» 作業項目: 以下の読解用本文から、「The Tribunal, of」で始まり「States in Vietnam.」までの部分を、一字も変えずに抜き出してください。

» 読解用本文:
━━━━

強国はどこも過去に大量破壊兵器を使用していた

731butai_bookcover この国際法廷(ラッセル法廷)は, --これについてはヴェトナムに関する私の著書に書いてあるが--, 全世界にわたって広く一般の関心をひきつけた。南ヴェトナムを服従させようとするその不当な(不正な)企てにおける米国の信じられないほどの残酷さを広く世界に知らせる助けとなる何らかの効果的な手段はないか,私は4年間にわたって探し求めていた。朝鮮戦争当時,私は,アメリカ人が大量破壊の新しい生物・化学兵器の試験場(実験場)として朝鮮戦争を利用したといって米国を非難したジョセフ・ニーダム教授(Joseph Terence Montgomery Needham, 1900-1995:英国の生化学者で中国科学史の権威)やその他の人々の主張(申し立て)を信ずることができなかった。私は,そのような非難を極端すぎると考えていたことに対して,ジョセフ・ニーダム教授およびその他の方々に心からお詫びをしなければならない。1963年にいたって,私はそれらの主張が正しかったことを確信するようになった。というのは,それと同様の主張(申し立て)が,ヴェトナム(戦争)における米国(の行為)に対してなされなければならないことが明らかだったからである。

The Tribunal, of which my Vietnam book told, caught the imagination of a wide public the world over. For four years I had been searching for some effective means to help make known to the world the unbelievable cruelty of the United States in its unjust attempt to subjugate South Vietnam. At the time of the Korean War I had been unable to believe in the allegations brought by Professor Joseph Needham and others charging the Americans with having used that war as a proving-ground for new biological and chemical weapons of mass destruction. I owe Professor Neednam and the others my sincere apologies for thinking these charges too extreme. By 1963, I had become convinced of the justice of these allegations since it was clear that similar ones must be brought against the United States in Vietnam.

━━━━

(自然言語による物体位置特定データ)
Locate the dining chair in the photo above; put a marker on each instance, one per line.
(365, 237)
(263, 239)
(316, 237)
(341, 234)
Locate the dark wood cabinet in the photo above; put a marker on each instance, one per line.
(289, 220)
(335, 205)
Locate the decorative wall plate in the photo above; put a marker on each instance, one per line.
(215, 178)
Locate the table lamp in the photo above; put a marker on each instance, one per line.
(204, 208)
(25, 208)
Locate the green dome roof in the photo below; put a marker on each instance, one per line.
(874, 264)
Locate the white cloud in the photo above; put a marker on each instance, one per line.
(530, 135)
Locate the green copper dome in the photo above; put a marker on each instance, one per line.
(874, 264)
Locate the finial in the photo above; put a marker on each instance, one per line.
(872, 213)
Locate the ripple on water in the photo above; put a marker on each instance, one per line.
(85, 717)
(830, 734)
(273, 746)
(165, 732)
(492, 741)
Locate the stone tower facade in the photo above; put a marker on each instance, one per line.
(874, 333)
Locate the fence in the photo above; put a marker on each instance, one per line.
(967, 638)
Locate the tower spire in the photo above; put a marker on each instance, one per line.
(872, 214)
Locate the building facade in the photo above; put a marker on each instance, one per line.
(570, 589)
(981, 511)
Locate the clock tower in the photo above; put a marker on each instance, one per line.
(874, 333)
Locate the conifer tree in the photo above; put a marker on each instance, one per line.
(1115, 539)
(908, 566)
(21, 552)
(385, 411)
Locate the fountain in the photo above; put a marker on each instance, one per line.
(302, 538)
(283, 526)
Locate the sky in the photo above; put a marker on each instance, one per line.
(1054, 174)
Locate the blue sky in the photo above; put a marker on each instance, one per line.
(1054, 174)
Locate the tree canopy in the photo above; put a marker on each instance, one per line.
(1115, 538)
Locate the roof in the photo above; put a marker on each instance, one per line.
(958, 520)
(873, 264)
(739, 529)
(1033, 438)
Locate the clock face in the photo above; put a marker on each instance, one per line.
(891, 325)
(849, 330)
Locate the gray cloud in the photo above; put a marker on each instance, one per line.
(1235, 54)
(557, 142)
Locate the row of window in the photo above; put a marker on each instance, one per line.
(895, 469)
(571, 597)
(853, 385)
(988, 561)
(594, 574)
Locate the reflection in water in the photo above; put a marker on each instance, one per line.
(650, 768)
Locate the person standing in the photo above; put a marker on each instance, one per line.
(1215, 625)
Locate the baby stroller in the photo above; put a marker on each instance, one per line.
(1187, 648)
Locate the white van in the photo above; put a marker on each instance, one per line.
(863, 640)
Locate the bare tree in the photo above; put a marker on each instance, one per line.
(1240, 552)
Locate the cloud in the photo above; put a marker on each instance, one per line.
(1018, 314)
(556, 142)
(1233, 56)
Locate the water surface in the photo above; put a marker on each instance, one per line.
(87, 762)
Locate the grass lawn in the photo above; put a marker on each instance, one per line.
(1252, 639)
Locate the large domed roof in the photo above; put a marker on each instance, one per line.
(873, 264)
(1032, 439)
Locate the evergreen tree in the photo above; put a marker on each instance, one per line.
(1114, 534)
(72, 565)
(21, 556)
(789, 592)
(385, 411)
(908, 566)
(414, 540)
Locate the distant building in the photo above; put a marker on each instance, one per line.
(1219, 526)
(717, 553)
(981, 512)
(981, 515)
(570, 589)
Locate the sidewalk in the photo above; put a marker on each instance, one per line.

━━━━

» 作業結果:
The Tribunal, of which my Vietnam book told, caught the imagination of a wide public the world over. For four years I had been searching for some effective means to help make known to the world the unbelievable cruelty of the United States in its unjust attempt to subjugate South Vietnam. At the time of the Korean War I had been unable to believe in the allegations brought by Professor Joseph Needham and others charging the Americans with having used that war as a proving-ground for new biological and chemical weapons of mass destruction. I owe Professor Neednam and the others my sincere apologies for thinking these charges too extreme. By 1963, I had become convinced of the justice of these allegations since it was clear that similar ones must be brought against the United States in Vietnam.